** start Text provided **

Copyright: bplanet
How do platforms compete? And with whom do they compete? The near-impenetrable wording of the new Digital Markets Act of the EU suggests that regulators want to regulate platforms, but do not have the conceptual model to phrase it clearly. As pointed out by Fiona Scott Morton and Cristina Caffara [i], each prohibition in the Act seems to refer to a past court case. The DMA lacks a unifying vision that explains why platforms must be regulated this way. This vision, they say, must be expressed in terms of platform business models.
In this blog I will identify the characteristic features of platform business models that explains why regulation is needed. These features are, first, that digital platforms not only interact with their customers, but also with their customer’s’ customers, and second, that digital service provision equals digital data collection.
Let me start by showing the general pattern.
Platforms are layers in a digital infrastructure
A platform is an infrastructure in a digital value network on top of which others can create additional value. For example, a digital marketplace is a platform on top of which third-party sellers can offer products to consumers; an operating system is a platform on top of which app developers can offer apps to end users.
In general, the value-adding parties of a platform are called complementors, and the users of the added value are called end users. The characteristic value-adding hierarchy of platforms shows that platforms provide services to end users as well as to complementors.[ii]
For example, the complementors of a marketplace are third-party sellers. The complementors of an operating system are developers. For search platforms, complementors are publishers of web pages, and end users are readers of web pages.
In social networks, complementors and end users are two roles of the same group of people, who alternate between publishing and reading posts.
Ad-funded platforms have a third side, advertisers, who want to attract the attention of end users. The platform matches content shown to end users with ads provided by advertisers. I will show the value hierarchy of ad-funded platforms below.

** end Text provided **
** start Data block **

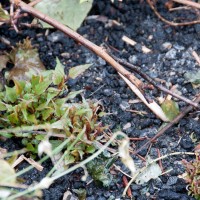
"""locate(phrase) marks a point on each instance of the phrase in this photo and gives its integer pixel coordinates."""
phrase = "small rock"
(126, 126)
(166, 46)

** end Data block **

To do —
#1 Transcribe the part of the blog post on platform business models that opens with the words containing "Ad-funded platforms have" and closes with "ad-funded platforms below.".
#2 Decide whether each statement agrees with the blog post on platform business models, and back each yes or no with the deciding words quoted from it: (a) each prohibition in the Digital Markets Act seems to refer to a past court case; (b) in social networks, complementors and end users are separate groups of people; (c) for search platforms, the complementors are readers of web pages.
Work from the blog post on platform business models alone, not from the data.

Solutions to the tasks —
#1
Ad-funded platforms have a third side, advertisers, who want to attract the attention of end users. The platform matches content shown to end users with ads provided by advertisers. I will show the value hierarchy of ad-funded platforms below.

#2
(a) Yes: "each prohibition in the Act seems to refer to a past court case"
(b) No: "complementors and end users are two roles of the same group of people"
(c) No: "For search platforms, complementors are publishers of web pages, and end users are readers of web pages."